• [WHAT THE TASK ASKS]: Restrict the output to the lines below starting at the one that contains "[pin] black iron" and ending at the one that contains "Target: white dress shirt", and restate them word for word, both ends included.

--- INFORMATION PROVIDED Enclosed Below ---

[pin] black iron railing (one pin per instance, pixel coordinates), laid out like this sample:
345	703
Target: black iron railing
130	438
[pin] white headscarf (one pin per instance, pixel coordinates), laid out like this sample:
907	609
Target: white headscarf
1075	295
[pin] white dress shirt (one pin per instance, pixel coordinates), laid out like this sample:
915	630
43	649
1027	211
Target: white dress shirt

--- End of Enclosed INFORMATION PROVIDED ---
--- INFORMATION PROVIDED Enclosed Below ---

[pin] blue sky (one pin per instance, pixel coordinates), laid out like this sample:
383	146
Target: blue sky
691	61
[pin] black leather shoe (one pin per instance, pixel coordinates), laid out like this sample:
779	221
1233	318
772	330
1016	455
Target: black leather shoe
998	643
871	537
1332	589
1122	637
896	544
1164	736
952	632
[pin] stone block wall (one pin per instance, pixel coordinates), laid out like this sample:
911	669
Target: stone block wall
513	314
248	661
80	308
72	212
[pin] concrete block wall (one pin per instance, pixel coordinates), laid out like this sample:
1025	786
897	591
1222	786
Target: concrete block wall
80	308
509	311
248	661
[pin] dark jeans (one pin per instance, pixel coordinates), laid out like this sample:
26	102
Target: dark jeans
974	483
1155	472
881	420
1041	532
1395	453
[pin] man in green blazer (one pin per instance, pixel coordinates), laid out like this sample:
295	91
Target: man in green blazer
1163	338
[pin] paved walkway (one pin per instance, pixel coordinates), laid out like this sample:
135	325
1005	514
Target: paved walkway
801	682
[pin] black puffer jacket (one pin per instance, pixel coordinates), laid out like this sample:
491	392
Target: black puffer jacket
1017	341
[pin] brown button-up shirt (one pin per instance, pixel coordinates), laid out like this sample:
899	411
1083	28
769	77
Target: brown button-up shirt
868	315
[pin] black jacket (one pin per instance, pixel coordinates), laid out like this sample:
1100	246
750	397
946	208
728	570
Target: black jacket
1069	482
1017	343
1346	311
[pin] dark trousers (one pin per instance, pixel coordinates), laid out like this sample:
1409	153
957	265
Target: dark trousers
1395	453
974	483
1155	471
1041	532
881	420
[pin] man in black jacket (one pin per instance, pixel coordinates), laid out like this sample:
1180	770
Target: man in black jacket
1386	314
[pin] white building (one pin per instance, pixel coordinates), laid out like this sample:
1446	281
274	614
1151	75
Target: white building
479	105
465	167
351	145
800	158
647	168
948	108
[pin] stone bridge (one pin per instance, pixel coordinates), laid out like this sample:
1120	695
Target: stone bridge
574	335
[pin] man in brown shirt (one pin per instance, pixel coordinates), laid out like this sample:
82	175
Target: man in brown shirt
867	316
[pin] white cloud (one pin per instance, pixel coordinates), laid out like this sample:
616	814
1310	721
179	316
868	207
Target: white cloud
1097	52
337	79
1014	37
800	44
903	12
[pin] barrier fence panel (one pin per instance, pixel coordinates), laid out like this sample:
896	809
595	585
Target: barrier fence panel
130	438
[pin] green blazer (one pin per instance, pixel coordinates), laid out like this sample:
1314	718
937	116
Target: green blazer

--- End of Enclosed INFORMATION PROVIDED ---

• [OUTPUT FOR THIS TASK]:
[pin] black iron railing (one pin per instance, pixel coordinates), laid out like this sample:
345	703
Target: black iron railing
130	438
[pin] white headscarf (one pin per instance, pixel coordinates), laid out like this sample:
907	609
Target: white headscarf
1075	295
[pin] white dress shirt (one pin per instance, pixel coordinates), laid out like this sample:
915	630
43	649
1027	211
Target: white dress shirt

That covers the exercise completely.